══ Trecho do documento
A tarja magnética atrás de seu cartão – que é igual a uma fita K7 – possui duas ou três trilhas (invisíveis) separadas e paralelas no sentido horizontal. A primeira contem dados como o número do cartão, língua e o nome do portador. A segunda, possui dados como número do cartão, e o número de segurança, que são os 3 dígitos na parte de trás do cartão (a terceira trilha, que nem todos os cartões possuem, normalmente é utilizada para gravar onde você usou o cartão). Os dados são mantidos em trilhas separadas para aumentar a segurança do cartão. É como ter uma porta com duas fechaduras e manter as chaves em locais separados. Assim, o criminoso tem que obter dados que estão em duas trilhas diferentes para clonar ou se fazer passar pelo usuário de um cartão ao telefone. Em teoria, há apenas dois lugares em que todos os dados estão fisicamente juntos: na tarja magnética que está no próprio cartão, e no banco de dados das empresas que os controlam. (Para os curiosos: o algorítimo da senha não está na tarja magnética, mas no chip que você vê na parte da frente do cartão. Mas, para fazer compras via telefone ou internet, você não precisa desse dado).
Quando um criminoso quer clonar um cartão, ele tem basicamente três opções: tentar combinações diferentes na base da força bruta (tentativa e erro), tentar obter os dados que estão no cartão do usuário (por exemplo, colocando um frente falsa no caixa eletrônico), ou buscar direto na fonte: invadindo o banco de dados da empresa que administra os cartões. A vantagem do último método é que, enquanto nos dois primeiros ele tem de pegar dados um a um de cada usuário, no último, o esforço para obter os dados de um cartão é praticamente o mesmo esforço para obter os dados de todos os cartões que a empresa possui. A desvantagem é que, em teoria, esses dados estão muito melhor protegidos. Foi justamente o que aconteceu no caso acima. E, como ele exemplifica bem, a teoria nem sempre corresponde à prática, e criminosos conseguem invadir tais bancos de dados.
════
══ Material fornecido
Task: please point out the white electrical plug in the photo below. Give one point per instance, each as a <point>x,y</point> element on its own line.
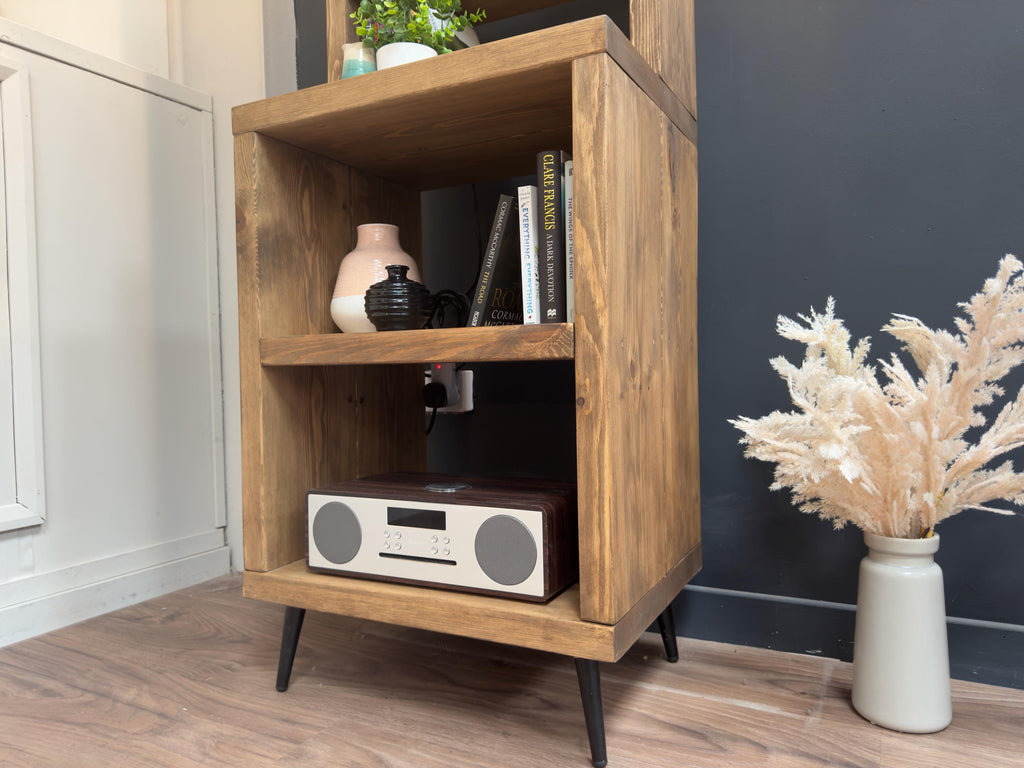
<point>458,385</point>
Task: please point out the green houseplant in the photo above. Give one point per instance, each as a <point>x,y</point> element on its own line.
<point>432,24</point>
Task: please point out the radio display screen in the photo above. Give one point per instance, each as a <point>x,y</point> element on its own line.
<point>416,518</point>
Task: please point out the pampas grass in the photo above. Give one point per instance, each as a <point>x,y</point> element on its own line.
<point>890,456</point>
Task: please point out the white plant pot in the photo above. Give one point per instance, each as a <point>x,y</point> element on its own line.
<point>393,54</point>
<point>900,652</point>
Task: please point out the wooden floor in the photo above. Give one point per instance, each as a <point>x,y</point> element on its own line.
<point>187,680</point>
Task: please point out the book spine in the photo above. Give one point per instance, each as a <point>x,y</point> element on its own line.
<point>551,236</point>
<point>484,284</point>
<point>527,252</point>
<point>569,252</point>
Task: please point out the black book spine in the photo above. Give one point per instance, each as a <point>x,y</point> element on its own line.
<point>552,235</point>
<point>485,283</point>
════
══ Material fornecido
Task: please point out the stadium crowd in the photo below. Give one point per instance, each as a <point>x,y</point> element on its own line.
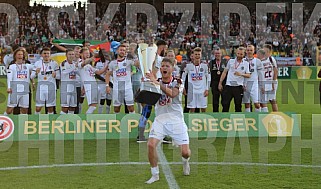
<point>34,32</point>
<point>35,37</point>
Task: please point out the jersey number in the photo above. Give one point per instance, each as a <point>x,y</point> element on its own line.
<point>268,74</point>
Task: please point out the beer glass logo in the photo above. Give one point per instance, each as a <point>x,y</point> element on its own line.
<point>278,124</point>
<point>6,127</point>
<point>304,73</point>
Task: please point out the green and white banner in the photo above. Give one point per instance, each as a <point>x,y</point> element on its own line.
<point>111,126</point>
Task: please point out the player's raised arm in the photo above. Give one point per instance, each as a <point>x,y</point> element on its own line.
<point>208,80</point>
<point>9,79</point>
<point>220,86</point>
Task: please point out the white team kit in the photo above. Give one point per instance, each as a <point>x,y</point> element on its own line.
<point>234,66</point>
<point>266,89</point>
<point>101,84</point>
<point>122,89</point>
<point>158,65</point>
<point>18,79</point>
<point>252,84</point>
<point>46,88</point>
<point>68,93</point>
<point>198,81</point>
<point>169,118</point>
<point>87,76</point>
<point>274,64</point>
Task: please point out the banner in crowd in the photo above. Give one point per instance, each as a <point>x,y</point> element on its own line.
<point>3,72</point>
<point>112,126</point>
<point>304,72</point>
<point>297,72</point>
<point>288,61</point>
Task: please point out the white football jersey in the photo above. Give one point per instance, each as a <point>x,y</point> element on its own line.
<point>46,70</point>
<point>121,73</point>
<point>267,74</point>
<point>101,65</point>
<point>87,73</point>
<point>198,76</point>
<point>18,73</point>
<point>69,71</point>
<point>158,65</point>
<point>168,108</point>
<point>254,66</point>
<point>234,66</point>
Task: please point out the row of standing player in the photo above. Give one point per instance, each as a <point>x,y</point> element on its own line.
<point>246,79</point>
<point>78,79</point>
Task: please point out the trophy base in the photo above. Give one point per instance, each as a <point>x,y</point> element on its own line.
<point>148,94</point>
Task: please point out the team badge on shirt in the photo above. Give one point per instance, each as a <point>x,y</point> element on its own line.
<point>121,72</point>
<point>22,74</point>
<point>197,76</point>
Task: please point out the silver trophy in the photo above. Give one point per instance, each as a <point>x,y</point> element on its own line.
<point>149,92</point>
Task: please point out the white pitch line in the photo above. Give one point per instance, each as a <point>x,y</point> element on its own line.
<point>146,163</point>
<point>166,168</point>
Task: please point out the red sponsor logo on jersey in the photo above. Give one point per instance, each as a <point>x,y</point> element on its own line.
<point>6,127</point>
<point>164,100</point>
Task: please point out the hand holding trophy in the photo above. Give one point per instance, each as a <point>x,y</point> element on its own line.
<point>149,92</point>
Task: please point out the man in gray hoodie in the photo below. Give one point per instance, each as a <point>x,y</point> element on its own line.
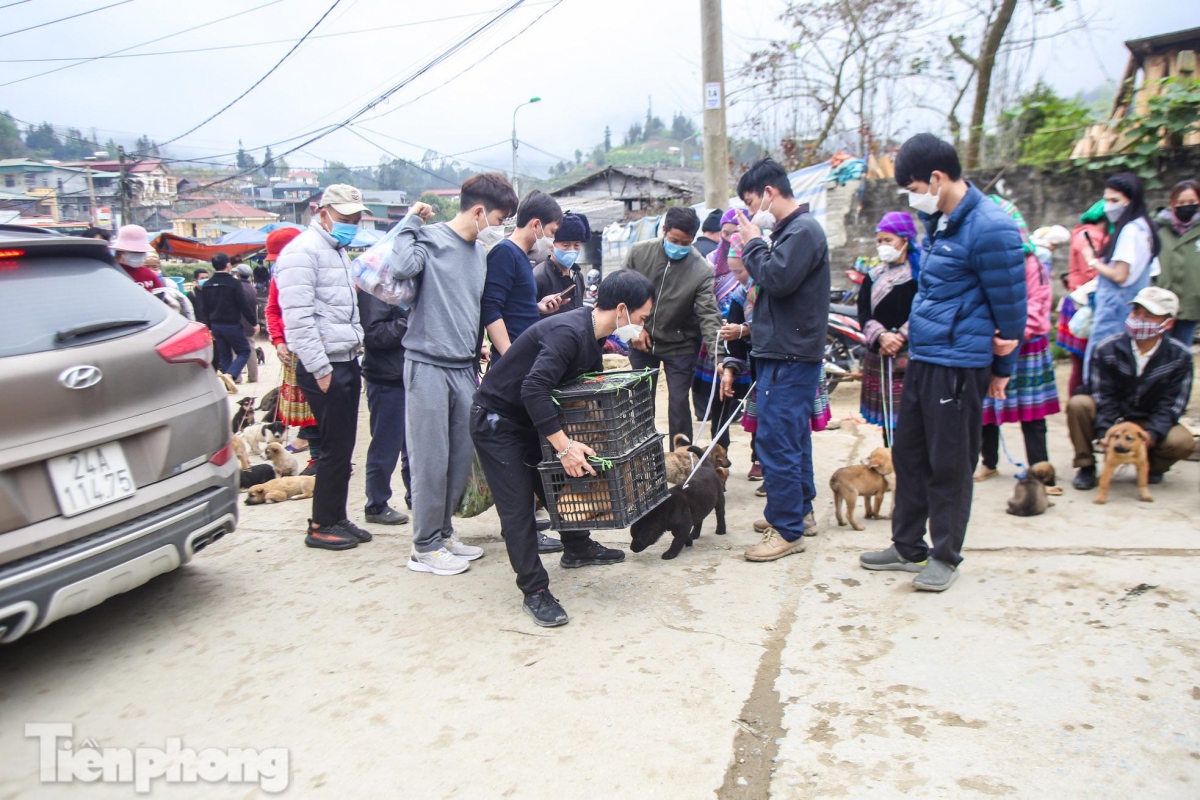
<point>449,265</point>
════
→ **Tarefa a realizar**
Transcreva do texto sobre a tarja magnética dos cartões o trecho que começa em "Quando um criminoso" e termina em "bancos de dados.".

→ **Resultado da tarefa**
Quando um criminoso quer clonar um cartão, ele tem basicamente três opções: tentar combinações diferentes na base da força bruta (tentativa e erro), tentar obter os dados que estão no cartão do usuário (por exemplo, colocando um frente falsa no caixa eletrônico), ou buscar direto na fonte: invadindo o banco de dados da empresa que administra os cartões. A vantagem do último método é que, enquanto nos dois primeiros ele tem de pegar dados um a um de cada usuário, no último, o esforço para obter os dados de um cartão é praticamente o mesmo esforço para obter os dados de todos os cartões que a empresa possui. A desvantagem é que, em teoria, esses dados estão muito melhor protegidos. Foi justamente o que aconteceu no caso acima. E, como ele exemplifica bem, a teoria nem sempre corresponde à prática, e criminosos conseguem invadir tais bancos de dados.